● **Problem details**: Restate word for word the lines of the material below, from the line with "Mark one point on every instance of the ocean" to the line with "Mark one point on every instance of the boulder", both lines included, and no others.

● **Records for this task**:
^^^^^^^^

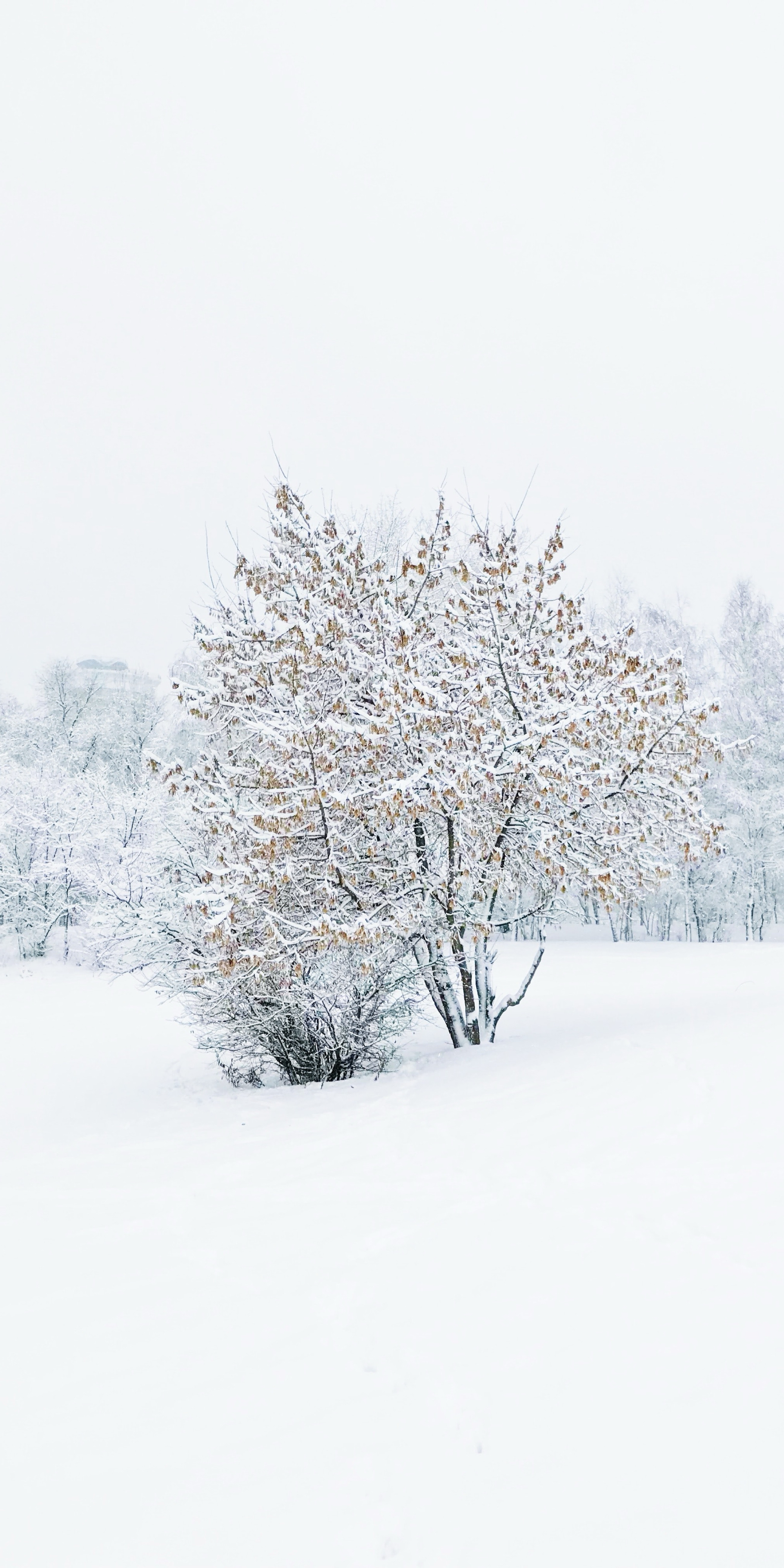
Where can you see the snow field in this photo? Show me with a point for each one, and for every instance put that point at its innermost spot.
(515, 1305)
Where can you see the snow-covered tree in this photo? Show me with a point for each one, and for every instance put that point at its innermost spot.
(401, 758)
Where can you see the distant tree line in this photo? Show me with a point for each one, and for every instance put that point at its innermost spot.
(379, 761)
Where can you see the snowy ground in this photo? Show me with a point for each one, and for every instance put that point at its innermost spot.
(507, 1307)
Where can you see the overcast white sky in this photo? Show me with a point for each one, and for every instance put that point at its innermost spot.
(401, 242)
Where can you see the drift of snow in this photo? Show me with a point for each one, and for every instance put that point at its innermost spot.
(507, 1305)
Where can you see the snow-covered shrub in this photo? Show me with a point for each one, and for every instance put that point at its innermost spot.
(343, 1015)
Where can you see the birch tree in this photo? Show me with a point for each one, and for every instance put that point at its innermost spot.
(396, 758)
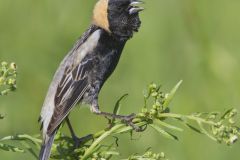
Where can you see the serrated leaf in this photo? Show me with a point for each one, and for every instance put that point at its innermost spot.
(7, 147)
(167, 125)
(128, 128)
(118, 104)
(170, 96)
(163, 132)
(193, 128)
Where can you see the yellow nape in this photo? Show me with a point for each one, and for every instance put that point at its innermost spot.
(100, 15)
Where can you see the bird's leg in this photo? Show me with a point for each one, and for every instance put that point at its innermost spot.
(127, 119)
(77, 141)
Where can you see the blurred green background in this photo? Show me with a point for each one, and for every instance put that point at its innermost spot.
(194, 40)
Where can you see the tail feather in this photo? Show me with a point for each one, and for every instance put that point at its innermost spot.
(45, 151)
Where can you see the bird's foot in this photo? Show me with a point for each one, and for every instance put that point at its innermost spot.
(79, 141)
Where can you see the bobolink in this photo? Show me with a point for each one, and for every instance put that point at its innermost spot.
(87, 66)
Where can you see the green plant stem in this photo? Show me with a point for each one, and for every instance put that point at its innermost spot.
(99, 139)
(190, 117)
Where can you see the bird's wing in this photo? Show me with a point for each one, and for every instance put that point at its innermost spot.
(71, 88)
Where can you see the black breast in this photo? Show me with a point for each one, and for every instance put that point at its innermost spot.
(106, 55)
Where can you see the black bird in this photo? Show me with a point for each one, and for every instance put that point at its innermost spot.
(82, 73)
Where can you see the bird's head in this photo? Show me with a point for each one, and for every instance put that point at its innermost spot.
(118, 17)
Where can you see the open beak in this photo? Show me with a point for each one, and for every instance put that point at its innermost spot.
(134, 6)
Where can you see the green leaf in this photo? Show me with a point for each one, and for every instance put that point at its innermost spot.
(193, 128)
(11, 148)
(167, 125)
(128, 128)
(118, 104)
(163, 132)
(170, 96)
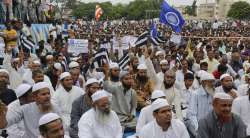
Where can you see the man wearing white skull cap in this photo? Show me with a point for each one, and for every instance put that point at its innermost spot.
(163, 125)
(221, 122)
(30, 113)
(100, 121)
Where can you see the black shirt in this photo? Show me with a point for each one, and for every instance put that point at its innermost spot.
(8, 96)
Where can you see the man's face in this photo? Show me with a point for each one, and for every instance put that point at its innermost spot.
(164, 115)
(67, 82)
(227, 82)
(55, 129)
(43, 96)
(4, 77)
(38, 78)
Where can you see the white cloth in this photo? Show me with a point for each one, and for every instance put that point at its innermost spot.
(176, 130)
(145, 117)
(89, 127)
(64, 100)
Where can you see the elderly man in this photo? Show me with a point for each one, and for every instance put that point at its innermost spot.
(100, 121)
(227, 85)
(82, 105)
(6, 95)
(163, 126)
(143, 87)
(220, 122)
(124, 99)
(146, 114)
(241, 107)
(30, 113)
(51, 126)
(24, 95)
(201, 101)
(65, 95)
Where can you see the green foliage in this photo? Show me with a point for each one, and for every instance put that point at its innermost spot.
(239, 10)
(138, 9)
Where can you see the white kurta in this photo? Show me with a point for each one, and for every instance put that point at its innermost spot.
(145, 117)
(176, 130)
(64, 100)
(90, 128)
(241, 107)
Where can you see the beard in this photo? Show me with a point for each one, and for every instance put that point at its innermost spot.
(209, 90)
(168, 85)
(102, 117)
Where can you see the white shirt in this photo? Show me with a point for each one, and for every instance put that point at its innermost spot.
(145, 117)
(89, 127)
(241, 107)
(176, 130)
(64, 100)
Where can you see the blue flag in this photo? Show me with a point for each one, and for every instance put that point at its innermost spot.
(171, 17)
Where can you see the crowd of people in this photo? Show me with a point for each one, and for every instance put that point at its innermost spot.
(195, 88)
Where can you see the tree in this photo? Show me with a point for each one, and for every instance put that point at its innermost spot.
(239, 10)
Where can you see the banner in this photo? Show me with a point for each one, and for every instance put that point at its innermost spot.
(78, 46)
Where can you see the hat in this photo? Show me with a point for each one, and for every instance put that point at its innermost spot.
(64, 75)
(123, 73)
(90, 81)
(159, 103)
(142, 67)
(158, 53)
(113, 65)
(4, 71)
(99, 95)
(163, 62)
(57, 66)
(224, 76)
(222, 96)
(73, 64)
(22, 89)
(47, 118)
(157, 94)
(206, 76)
(39, 85)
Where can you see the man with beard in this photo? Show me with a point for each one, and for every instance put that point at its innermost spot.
(65, 95)
(241, 107)
(201, 101)
(163, 126)
(30, 113)
(226, 85)
(220, 122)
(143, 87)
(114, 73)
(124, 99)
(100, 121)
(81, 105)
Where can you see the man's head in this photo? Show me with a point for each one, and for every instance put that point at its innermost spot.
(51, 126)
(126, 79)
(41, 95)
(226, 82)
(66, 81)
(169, 79)
(188, 79)
(37, 75)
(24, 93)
(162, 112)
(91, 86)
(222, 104)
(101, 103)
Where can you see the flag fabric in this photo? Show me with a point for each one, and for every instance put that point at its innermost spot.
(98, 12)
(171, 17)
(101, 57)
(26, 42)
(123, 62)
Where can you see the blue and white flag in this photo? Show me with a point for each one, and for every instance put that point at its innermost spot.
(171, 17)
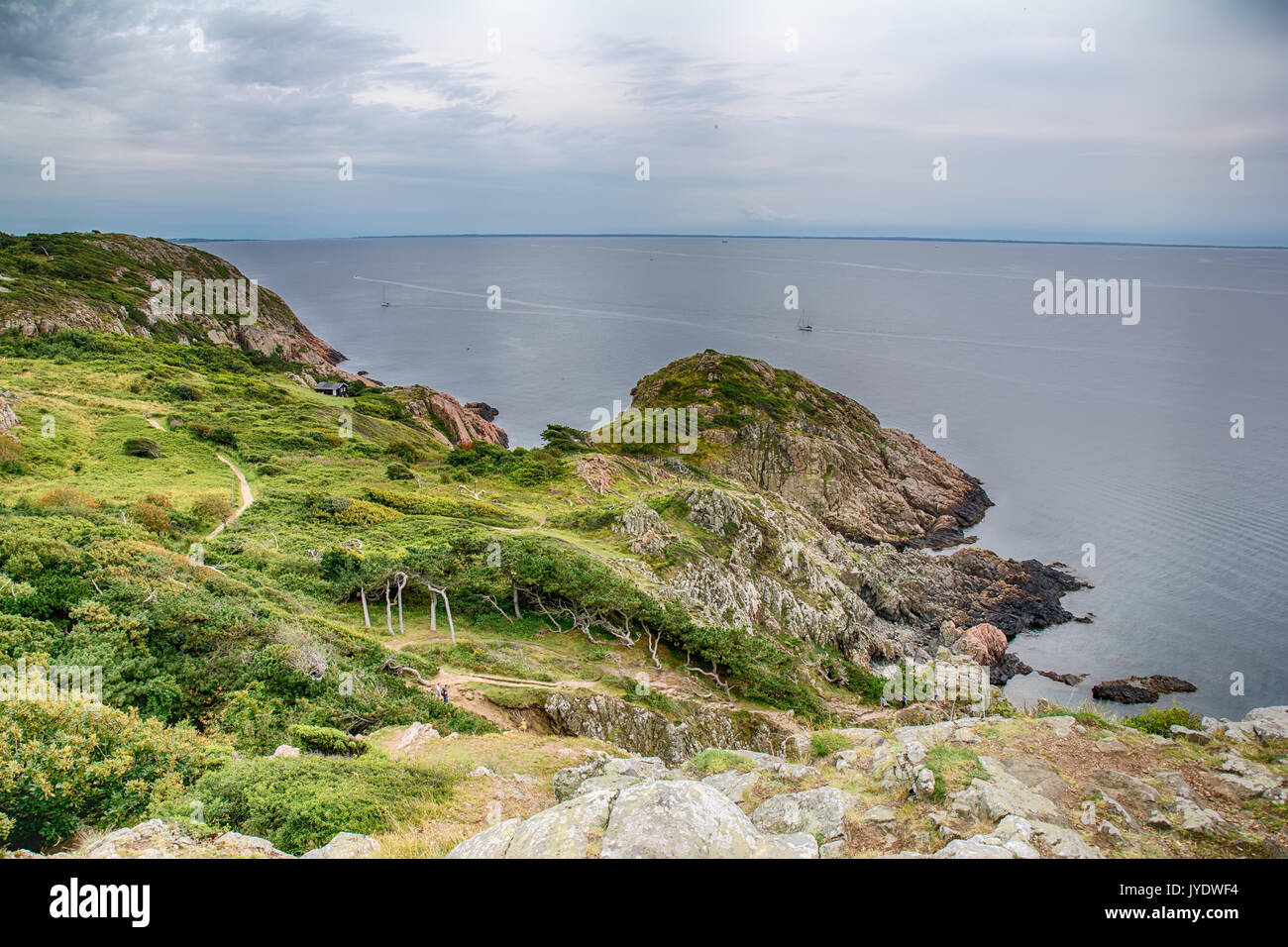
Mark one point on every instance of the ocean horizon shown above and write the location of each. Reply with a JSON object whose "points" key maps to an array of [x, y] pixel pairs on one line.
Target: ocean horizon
{"points": [[1083, 429]]}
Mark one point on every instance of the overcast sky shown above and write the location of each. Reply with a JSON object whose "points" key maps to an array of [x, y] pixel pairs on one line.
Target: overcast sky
{"points": [[241, 137]]}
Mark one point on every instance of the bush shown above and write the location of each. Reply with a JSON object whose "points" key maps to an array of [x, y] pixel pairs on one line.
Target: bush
{"points": [[218, 436], [211, 509], [151, 517], [141, 447], [825, 742], [1160, 722], [326, 740], [711, 762], [67, 497], [65, 767], [303, 802], [403, 450]]}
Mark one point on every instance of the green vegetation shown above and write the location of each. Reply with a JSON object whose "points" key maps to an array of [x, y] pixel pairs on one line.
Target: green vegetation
{"points": [[711, 762], [1160, 720], [953, 768], [300, 802], [825, 742], [326, 740], [64, 766]]}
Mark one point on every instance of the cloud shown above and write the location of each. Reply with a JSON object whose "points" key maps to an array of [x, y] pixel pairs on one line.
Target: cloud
{"points": [[241, 137]]}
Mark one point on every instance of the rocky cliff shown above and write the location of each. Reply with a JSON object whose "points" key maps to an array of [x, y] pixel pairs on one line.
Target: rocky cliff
{"points": [[780, 433], [110, 282], [103, 282]]}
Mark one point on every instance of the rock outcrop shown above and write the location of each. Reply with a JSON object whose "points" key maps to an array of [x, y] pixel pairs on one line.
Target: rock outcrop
{"points": [[639, 729], [463, 424], [40, 304], [648, 813], [784, 434], [1140, 689]]}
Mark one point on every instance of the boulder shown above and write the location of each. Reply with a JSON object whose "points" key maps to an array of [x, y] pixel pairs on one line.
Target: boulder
{"points": [[732, 784], [346, 845], [818, 812], [490, 843], [1269, 723], [568, 830], [992, 800], [984, 642]]}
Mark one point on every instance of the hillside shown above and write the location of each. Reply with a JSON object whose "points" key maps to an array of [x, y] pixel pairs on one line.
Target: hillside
{"points": [[784, 434], [270, 673]]}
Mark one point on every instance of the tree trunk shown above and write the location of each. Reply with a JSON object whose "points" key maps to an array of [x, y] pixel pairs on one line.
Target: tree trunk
{"points": [[389, 616], [450, 625]]}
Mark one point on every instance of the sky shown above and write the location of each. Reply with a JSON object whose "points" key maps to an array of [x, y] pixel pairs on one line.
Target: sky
{"points": [[232, 120]]}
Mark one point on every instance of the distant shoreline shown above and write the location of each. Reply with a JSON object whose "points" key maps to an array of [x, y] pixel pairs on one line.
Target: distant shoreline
{"points": [[730, 236]]}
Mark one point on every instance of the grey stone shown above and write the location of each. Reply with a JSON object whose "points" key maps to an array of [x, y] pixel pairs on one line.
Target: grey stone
{"points": [[819, 812], [346, 845]]}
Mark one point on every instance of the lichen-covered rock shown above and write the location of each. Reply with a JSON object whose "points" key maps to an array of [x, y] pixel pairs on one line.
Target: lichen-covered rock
{"points": [[1269, 723], [688, 819], [986, 643], [346, 845], [651, 818], [568, 830], [818, 812], [822, 451], [643, 731]]}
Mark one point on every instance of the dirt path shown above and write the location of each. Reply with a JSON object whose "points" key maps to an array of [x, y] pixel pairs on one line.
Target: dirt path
{"points": [[248, 499]]}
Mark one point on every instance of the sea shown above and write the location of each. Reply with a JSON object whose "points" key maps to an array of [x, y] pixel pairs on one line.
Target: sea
{"points": [[1147, 451]]}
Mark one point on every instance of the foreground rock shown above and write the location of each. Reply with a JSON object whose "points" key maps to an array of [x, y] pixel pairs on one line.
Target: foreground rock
{"points": [[651, 818], [643, 731]]}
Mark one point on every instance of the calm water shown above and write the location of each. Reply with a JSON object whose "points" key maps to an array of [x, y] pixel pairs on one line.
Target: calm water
{"points": [[1082, 429]]}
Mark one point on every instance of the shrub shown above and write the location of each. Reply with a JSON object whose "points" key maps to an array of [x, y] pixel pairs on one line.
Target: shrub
{"points": [[141, 447], [1160, 722], [303, 802], [67, 497], [349, 512], [326, 740], [65, 767], [11, 455], [825, 742], [211, 509], [403, 450], [151, 517], [218, 436], [711, 762]]}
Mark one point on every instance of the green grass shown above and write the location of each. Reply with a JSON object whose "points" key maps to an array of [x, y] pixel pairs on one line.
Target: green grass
{"points": [[711, 762], [953, 768]]}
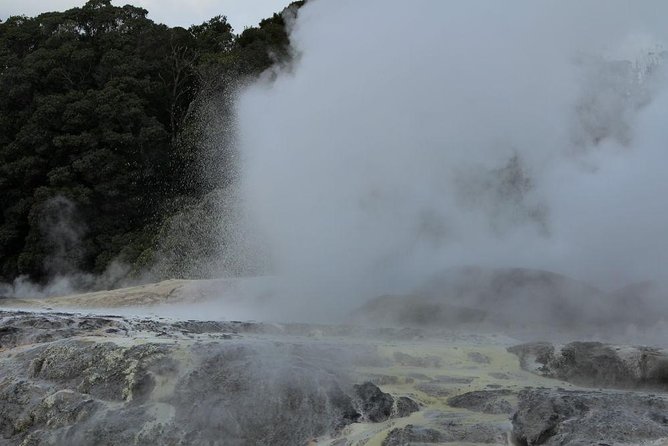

^^^^^^^^

● **Exercise output**:
Mark one point on every instance of the ocean horizon shown above and write the location of each. Reply with a JSON object whose "points" key maps to an array of [x, y] pixel pairs on one line.
Target: ocean horizon
{"points": [[1083, 429]]}
Mark one point on every instance of the overcast sky shown above and write the location of each. Reply with a JSON object whose "points" key maps to an array of [x, y] pixel pairs on one line.
Target: overcast sky
{"points": [[241, 137]]}
Mark one point on every instance of the bush shown above and write the location of each. Reply with a JSON object whose "points" key maps to an array of [x, y] pixel pairs on one line.
Target: bush
{"points": [[218, 436], [211, 509], [151, 517], [141, 447], [825, 742], [1160, 722], [326, 740], [711, 762], [67, 497], [65, 767], [303, 802], [403, 450]]}
Mark one point on every instance of the green vegetation shown above and write the location of each. Reply with a JSON object whose "points" key maps to an array of [x, y] pixel pairs on one line.
Target: green vegetation
{"points": [[711, 762], [1160, 720], [953, 768], [300, 802], [825, 742], [326, 740], [64, 766]]}
Mark one point on every instance of the cloud shown above and write the location of each. Reply with a JSON object whose "points" key maps to an array of [x, y] pixel pairs on one line.
Target: cloud
{"points": [[241, 137]]}
Mark one point on every instance of the rocky cliff shown above and write the location of each. Reply with a JSON object whose "points" key maps to an array of [x, y] pixel pairs on one line.
Target: rocky cliff
{"points": [[780, 433], [110, 282], [103, 282]]}
Mark one point on every instance of the rock outcrop shown above and write the location of each. Reply with a JSON object whose "points" key maps to an array of [x, y] pixel pairs on one line.
Target: rock outcrop
{"points": [[639, 729], [463, 424], [40, 304], [648, 813], [784, 434], [1140, 689]]}
Mark one point on every instance of the boulder shown above and write the location of each. Reply with a JSON object whose "points" key maps to an array of [x, y] pixel pairs on one line.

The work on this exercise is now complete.